-- GIVEN PASSAGE follows --

Fidelity () is a 2019 Russian erotic drama film directed by Nigina Sayfullaeva, and starring Yevgenia Gromova, Aleksandr Pal, Marina Vasileva and Alexey Agranovich.

Plot
Lena is a 30 years old obstetrician-gynecologist. Her life is good, as her colleagues admire her and grateful patients express their gratitude to her. Her personal life is also without incident. Sergei, her caring husband, works as an actor in a drama theater and does not interfere in her affairs. But Lena suddenly notices significant changes in his conduct. An important aspect of their life is that they are not sexually active. Lena now believes her husband is cheating on her after reading a text message from Katya, Sergei's co-actor. She refuses to tolerate this and, in retaliation, cheats with an unknown man. Unexpectedly, a new universe opens up for her, full of passion and amazing feelings, which she uses to express her emotional state. Constant treachery, on the other hand, is becoming an inextricable aspect of her double life. She is portrayed as a woman in an unfulfilling marriage, who begins an uncontrollable double life of adulterous affairs.

-- GIVEN PASSAGE concluded --
-- RECORDS follows --

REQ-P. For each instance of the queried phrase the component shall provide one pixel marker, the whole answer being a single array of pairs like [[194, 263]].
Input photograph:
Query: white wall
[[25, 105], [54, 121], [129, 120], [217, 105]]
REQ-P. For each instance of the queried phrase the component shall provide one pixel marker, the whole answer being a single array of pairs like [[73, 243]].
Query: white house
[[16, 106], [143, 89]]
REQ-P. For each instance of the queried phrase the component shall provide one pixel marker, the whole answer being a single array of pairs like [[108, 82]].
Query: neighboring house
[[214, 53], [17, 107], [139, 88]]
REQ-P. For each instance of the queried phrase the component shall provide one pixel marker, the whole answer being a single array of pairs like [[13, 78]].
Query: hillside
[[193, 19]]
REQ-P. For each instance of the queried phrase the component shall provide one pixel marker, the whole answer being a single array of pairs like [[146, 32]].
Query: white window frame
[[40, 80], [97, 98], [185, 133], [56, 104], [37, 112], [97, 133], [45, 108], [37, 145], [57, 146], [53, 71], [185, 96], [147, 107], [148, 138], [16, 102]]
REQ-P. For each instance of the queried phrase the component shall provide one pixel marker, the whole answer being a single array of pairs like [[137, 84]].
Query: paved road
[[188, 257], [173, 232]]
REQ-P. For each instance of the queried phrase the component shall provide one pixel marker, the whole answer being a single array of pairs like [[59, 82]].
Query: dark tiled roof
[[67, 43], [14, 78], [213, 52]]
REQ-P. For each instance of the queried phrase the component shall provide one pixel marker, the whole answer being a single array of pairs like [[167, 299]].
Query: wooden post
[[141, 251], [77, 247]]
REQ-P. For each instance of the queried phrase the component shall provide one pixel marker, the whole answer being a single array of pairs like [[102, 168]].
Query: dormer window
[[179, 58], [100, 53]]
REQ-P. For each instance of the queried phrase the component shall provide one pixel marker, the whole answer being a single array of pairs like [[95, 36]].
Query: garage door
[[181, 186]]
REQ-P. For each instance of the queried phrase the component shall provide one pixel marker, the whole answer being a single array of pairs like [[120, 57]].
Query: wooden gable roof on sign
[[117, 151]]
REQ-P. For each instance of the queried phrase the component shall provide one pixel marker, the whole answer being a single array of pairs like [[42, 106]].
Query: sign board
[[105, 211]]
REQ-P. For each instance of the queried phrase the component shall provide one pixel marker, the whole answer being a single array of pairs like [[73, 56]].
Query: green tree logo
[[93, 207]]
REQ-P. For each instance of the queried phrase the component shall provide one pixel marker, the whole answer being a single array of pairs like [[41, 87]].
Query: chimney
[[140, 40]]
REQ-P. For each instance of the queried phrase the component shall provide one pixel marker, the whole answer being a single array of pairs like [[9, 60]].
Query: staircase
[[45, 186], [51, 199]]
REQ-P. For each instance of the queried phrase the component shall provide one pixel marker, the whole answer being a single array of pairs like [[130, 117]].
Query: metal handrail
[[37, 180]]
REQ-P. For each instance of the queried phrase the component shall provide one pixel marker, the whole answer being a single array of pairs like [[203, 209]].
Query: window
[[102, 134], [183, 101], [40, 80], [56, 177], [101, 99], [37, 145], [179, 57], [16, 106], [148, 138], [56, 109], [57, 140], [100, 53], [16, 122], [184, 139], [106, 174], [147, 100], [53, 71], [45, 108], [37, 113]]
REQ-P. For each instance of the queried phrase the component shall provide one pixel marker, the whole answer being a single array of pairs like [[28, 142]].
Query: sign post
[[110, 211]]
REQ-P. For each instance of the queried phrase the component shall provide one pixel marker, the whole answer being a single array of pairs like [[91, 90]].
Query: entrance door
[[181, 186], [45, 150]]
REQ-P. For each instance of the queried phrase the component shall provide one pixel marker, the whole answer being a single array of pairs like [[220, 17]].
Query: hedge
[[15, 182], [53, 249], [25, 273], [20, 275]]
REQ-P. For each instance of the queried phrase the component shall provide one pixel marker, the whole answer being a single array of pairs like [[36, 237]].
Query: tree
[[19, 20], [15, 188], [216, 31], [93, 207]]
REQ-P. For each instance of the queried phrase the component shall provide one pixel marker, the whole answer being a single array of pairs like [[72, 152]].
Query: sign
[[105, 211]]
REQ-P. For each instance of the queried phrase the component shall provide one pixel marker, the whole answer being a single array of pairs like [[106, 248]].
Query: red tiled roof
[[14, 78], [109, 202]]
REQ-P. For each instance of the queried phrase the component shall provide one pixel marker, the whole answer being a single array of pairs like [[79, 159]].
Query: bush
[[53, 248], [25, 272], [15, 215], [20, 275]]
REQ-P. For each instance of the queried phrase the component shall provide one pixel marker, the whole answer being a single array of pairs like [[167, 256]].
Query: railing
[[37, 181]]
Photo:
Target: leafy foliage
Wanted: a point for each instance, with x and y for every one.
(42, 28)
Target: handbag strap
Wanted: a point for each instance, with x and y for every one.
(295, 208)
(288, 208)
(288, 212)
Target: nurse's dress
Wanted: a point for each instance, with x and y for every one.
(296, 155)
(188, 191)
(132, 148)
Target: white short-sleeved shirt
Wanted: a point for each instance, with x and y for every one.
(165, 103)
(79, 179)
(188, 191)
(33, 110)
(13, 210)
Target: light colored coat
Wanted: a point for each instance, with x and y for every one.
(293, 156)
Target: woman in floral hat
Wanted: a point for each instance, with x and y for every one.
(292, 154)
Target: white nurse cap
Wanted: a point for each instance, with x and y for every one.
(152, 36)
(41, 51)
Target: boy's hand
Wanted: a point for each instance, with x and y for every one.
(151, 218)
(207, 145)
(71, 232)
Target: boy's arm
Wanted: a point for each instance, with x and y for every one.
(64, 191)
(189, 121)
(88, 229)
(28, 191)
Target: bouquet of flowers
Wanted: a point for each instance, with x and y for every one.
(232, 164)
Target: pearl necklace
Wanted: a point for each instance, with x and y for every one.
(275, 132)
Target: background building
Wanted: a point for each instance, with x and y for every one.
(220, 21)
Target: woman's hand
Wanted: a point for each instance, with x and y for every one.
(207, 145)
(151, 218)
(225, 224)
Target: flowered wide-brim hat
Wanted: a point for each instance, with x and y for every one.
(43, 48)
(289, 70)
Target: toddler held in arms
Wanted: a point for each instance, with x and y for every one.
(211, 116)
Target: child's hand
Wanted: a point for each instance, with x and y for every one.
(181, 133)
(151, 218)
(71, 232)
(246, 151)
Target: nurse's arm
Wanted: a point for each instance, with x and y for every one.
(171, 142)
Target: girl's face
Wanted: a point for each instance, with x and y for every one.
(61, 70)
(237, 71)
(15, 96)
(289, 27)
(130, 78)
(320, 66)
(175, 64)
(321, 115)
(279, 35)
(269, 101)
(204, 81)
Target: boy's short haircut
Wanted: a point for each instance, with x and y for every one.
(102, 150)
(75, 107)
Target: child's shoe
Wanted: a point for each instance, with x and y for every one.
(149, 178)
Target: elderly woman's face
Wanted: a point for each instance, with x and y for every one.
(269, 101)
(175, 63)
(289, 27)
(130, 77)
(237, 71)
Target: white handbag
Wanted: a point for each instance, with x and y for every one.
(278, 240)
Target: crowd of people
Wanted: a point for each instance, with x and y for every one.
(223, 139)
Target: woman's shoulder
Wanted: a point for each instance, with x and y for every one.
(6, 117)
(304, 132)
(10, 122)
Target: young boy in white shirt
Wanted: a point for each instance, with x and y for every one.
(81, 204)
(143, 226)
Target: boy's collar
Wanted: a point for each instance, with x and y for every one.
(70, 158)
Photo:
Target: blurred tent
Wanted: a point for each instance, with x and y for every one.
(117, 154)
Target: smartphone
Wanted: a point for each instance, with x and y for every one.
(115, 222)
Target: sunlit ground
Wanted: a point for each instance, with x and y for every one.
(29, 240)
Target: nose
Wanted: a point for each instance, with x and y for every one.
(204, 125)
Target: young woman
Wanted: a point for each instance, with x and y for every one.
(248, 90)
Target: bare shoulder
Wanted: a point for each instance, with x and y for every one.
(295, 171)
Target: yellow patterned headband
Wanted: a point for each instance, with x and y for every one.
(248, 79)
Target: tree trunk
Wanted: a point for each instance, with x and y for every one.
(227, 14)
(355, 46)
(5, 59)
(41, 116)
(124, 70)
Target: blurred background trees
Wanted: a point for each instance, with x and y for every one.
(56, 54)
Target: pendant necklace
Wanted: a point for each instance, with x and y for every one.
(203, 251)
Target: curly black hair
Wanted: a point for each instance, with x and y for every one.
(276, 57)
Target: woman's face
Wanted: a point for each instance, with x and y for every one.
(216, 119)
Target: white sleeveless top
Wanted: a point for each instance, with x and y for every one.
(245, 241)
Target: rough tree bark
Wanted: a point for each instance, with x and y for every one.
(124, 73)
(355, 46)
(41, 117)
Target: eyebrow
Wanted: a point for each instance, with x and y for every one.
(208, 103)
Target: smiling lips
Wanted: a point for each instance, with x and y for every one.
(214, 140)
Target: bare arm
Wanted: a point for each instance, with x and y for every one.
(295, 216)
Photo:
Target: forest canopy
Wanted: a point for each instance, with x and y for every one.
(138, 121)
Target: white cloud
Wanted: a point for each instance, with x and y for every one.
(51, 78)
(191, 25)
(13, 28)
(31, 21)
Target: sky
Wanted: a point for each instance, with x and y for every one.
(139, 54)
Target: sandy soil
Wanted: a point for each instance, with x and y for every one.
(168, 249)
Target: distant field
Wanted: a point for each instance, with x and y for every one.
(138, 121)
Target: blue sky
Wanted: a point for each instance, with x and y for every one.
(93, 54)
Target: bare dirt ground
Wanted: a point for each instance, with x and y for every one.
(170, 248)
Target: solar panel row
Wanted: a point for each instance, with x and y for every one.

-- RECORDS concluded --

• _WORK TO COMPLETE_
In the passage about the film Fidelity, what does Sergei do for a living?

• _ANSWER TO THIS PROBLEM_
He works as an actor in a drama theater.